* [Lista de exercícios]
a – No texto sobre a ilustração 317 Iman, qual pena de prisão a mulher recebeu?
b – Liste todos os lugares da ilustração onde, segundo o texto sobre a ilustração 317 Iman, aparecem splashs dourados.

* [Texto fornecido]

Qual foi sua ilustração que contribuiu com o projeto?
Minha ilustração é a 317 Iman. A mulher que nomeia a obra vive em um quarto com banheiro compartilhado com quatro filhos menores e o marido, incapacitado de gerar renda estável por sofrer com pedras nos rins. Foi sentenciada a 3 anos de prisão quando não conseguiu pagar o empréstimo que fez para tentar cobrir as despesas da família com revenda. Na ilustração, o véu de Iman abarca os quatro filhos sentados em posição vulnerável e o marido prostrado, numa posição que remete tanto ao posicionamento para tentar expelir pedras quanto à lateral de um rim; splashs dourados apontando a área renal do corpo do marido, nas crianças, nos olhos da mãe e nas correntes se quebrando nos pulsos – também dentro do véu – simbolizam a esperança de reconstrução da família.
Pela oportunidade de fazer arte para salvar e ajudar a reconstruir uma vida, ainda mais de uma mãe que é arrimo de família, considero esse um dos maiores e mais importantes trabalhos da minha vida.

Quais são suas inspirações?

* [Registros]
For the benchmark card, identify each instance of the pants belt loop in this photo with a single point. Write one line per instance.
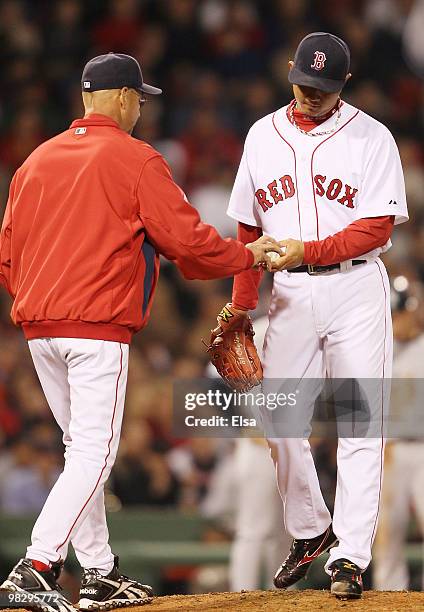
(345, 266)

--

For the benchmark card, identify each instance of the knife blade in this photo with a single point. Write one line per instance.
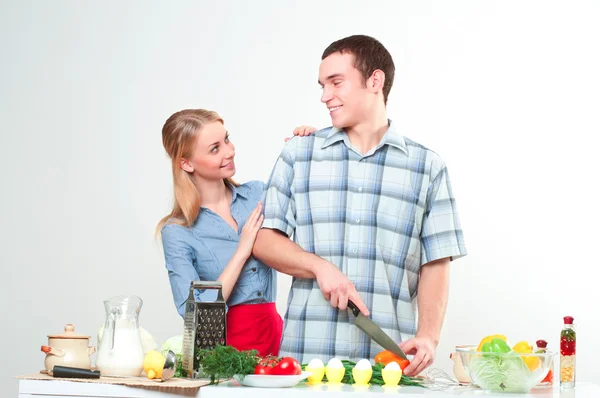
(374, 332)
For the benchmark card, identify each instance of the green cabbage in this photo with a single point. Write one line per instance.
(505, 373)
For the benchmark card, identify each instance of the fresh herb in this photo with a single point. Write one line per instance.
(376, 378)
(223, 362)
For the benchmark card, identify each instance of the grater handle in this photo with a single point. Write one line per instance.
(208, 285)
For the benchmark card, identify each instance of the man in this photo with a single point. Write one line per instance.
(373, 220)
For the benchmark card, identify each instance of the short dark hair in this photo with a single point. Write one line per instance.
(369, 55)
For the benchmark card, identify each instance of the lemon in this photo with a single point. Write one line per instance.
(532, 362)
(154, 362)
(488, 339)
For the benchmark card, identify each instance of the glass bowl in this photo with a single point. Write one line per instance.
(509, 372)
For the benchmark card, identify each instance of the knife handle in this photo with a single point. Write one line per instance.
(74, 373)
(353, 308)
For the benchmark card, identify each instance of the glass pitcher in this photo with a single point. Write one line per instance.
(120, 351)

...

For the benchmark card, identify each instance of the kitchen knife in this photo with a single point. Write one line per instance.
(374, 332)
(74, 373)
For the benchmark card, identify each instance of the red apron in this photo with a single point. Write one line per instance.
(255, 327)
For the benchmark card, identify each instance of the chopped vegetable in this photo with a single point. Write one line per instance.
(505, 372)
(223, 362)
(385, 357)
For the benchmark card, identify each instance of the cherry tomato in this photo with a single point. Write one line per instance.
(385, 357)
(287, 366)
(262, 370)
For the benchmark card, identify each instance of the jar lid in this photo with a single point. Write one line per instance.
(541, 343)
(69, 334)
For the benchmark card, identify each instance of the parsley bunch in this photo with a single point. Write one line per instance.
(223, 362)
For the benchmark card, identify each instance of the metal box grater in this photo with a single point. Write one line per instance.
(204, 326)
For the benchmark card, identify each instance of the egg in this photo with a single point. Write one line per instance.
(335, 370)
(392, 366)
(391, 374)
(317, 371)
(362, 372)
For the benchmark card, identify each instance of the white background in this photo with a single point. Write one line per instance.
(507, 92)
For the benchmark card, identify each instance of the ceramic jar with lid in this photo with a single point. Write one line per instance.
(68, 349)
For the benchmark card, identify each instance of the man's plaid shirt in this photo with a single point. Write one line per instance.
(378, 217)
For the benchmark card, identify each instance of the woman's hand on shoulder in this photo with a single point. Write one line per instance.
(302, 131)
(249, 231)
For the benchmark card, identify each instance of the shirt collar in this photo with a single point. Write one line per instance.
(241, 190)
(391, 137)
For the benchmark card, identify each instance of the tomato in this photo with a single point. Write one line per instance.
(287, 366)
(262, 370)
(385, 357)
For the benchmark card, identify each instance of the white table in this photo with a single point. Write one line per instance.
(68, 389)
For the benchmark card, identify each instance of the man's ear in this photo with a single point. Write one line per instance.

* [Respostas por tarefa]
a – Foi sentenciada a 3 anos de prisão.

b –
- Na área renal do corpo do marido
- Nas crianças
- Nos olhos da mãe
- Nas correntes se quebrando nos pulsos